(Dataset records Opens)

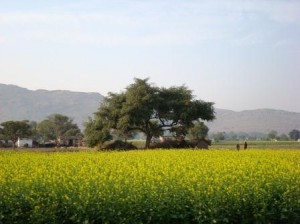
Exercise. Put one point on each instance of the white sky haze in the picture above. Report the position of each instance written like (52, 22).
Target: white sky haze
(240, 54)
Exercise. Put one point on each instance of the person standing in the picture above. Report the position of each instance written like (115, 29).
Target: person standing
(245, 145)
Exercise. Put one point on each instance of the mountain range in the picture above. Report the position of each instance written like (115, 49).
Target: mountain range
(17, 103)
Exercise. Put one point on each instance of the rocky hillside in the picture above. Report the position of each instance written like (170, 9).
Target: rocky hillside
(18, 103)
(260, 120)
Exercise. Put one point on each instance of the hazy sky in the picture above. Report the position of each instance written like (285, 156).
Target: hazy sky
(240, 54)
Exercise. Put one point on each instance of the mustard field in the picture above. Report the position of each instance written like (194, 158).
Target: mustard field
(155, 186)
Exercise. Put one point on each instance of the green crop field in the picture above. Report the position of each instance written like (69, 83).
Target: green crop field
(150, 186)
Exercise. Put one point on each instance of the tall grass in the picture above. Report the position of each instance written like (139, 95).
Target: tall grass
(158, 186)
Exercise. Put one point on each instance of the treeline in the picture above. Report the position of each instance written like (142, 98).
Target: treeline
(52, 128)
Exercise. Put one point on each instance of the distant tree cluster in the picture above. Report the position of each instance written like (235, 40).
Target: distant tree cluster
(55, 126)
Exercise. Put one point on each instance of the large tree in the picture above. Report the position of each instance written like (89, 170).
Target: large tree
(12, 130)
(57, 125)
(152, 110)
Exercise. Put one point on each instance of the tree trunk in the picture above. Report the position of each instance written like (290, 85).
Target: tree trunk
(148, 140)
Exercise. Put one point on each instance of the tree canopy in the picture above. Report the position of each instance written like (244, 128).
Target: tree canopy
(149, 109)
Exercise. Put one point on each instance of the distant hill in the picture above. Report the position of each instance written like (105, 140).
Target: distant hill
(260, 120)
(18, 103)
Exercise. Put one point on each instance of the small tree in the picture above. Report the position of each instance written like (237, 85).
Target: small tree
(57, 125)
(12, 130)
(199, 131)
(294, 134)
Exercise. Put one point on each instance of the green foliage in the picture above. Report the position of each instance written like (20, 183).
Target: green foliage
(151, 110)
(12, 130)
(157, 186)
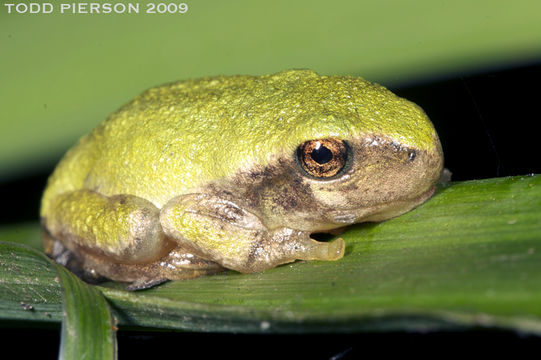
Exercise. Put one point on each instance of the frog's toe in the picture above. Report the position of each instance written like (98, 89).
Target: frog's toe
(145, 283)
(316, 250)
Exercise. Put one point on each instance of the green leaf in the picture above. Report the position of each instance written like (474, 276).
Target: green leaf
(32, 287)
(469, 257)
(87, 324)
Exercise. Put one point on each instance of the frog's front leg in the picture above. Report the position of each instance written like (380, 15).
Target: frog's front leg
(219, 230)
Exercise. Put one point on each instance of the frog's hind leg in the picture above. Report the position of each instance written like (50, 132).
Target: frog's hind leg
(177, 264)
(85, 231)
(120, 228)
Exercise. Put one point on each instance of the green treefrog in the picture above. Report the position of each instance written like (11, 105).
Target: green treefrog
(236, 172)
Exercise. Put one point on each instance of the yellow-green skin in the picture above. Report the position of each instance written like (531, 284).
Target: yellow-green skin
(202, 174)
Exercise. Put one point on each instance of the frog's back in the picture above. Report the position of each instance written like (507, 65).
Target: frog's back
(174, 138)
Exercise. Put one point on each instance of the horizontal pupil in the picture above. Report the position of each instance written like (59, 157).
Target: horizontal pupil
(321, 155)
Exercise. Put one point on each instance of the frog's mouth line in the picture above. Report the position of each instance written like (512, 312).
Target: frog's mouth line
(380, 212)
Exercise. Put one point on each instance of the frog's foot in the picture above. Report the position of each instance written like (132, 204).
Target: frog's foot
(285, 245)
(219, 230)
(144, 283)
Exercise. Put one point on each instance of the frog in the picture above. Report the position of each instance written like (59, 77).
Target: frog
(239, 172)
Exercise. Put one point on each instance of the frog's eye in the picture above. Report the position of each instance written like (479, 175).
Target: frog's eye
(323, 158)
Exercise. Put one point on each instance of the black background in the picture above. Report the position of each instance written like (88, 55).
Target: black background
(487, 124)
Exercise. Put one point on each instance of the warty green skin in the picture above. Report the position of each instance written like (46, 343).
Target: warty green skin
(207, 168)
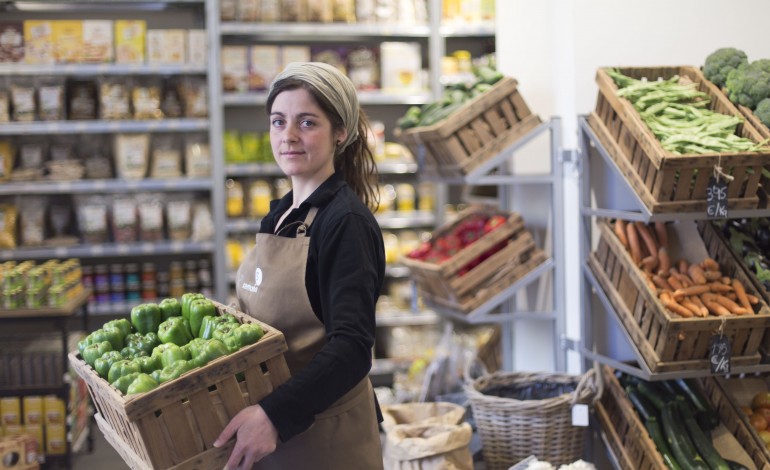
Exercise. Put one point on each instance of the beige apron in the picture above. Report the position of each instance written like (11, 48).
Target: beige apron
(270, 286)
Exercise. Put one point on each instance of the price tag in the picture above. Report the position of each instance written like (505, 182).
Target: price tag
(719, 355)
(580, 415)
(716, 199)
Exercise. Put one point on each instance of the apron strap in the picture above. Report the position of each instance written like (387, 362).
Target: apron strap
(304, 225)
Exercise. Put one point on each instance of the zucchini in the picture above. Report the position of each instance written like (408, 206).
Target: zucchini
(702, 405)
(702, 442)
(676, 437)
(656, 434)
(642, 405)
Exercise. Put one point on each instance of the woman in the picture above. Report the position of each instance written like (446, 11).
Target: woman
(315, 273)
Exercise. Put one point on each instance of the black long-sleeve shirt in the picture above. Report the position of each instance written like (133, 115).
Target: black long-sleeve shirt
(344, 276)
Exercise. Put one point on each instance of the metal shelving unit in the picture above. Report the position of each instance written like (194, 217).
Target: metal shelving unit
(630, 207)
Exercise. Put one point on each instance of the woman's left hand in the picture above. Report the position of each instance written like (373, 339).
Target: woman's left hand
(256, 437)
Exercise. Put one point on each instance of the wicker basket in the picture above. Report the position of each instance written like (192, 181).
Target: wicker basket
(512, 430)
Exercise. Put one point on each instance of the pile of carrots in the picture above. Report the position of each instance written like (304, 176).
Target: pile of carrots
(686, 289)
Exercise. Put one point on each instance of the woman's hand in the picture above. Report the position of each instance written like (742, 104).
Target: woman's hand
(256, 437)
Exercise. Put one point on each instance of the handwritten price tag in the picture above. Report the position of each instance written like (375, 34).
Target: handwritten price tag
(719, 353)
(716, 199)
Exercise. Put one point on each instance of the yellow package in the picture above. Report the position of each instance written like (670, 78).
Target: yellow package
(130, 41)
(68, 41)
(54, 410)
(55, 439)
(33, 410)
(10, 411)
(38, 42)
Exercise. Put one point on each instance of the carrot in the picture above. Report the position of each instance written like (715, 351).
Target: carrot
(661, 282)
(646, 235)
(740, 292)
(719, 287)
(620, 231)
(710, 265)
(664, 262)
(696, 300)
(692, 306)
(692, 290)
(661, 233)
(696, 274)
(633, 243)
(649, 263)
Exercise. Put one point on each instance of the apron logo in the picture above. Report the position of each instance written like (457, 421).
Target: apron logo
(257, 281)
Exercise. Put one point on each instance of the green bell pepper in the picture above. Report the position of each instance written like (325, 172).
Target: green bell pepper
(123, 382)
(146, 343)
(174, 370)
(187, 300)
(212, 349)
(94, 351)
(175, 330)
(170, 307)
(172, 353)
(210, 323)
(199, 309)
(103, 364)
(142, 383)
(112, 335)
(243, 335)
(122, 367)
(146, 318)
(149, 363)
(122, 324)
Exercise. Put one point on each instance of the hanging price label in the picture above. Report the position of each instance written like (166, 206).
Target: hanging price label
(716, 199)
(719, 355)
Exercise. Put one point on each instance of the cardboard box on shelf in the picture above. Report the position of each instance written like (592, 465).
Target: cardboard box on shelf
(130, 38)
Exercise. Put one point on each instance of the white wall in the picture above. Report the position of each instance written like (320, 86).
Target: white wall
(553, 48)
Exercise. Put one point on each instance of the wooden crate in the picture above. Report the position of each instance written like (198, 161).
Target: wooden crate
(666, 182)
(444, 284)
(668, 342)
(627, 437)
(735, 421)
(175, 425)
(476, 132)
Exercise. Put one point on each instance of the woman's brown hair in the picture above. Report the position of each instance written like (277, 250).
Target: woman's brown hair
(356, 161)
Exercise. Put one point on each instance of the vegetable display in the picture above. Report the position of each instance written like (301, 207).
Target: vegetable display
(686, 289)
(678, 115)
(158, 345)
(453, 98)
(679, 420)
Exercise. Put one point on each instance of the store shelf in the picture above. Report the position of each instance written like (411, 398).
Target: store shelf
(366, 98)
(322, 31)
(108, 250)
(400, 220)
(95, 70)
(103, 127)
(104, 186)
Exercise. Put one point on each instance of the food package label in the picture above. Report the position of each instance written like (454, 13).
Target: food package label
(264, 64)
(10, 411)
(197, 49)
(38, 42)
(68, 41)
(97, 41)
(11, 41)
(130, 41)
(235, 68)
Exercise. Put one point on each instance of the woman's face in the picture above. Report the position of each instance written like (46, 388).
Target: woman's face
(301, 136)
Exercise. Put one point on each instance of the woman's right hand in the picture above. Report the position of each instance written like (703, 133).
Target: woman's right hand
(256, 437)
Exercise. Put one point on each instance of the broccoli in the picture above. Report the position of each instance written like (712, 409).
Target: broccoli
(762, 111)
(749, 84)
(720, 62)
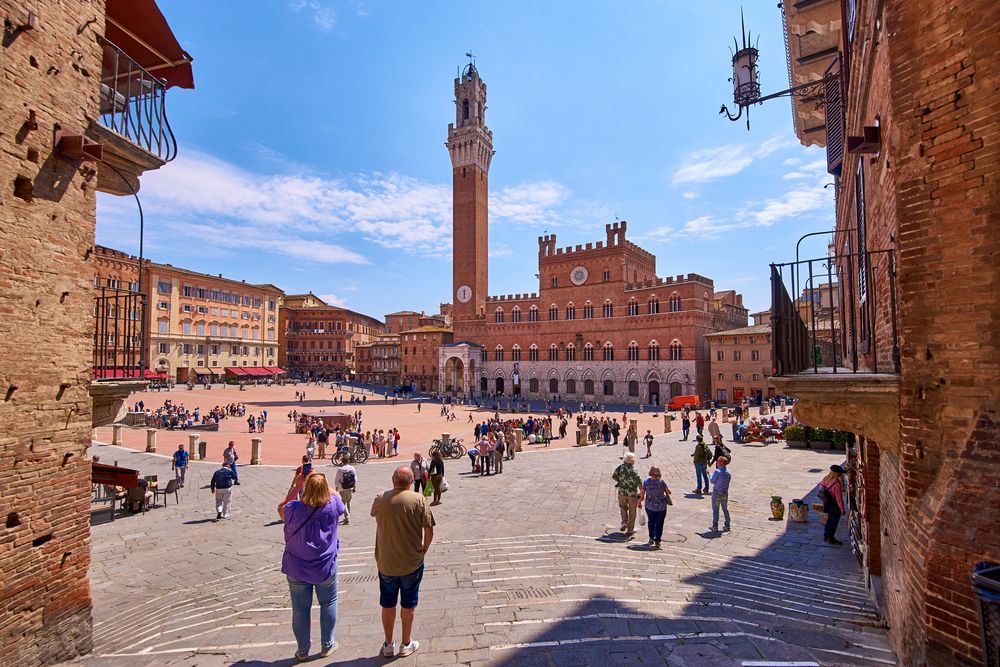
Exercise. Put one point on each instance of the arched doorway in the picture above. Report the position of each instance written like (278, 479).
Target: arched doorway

(Dataset records Closes)

Filter the data down to the lines that contain the string "doorway", and copy them.

Exercise. Put one point on each instance of the arched doorway in the picture above. Report the position of each instance written like (278, 479).
Target: arched doorway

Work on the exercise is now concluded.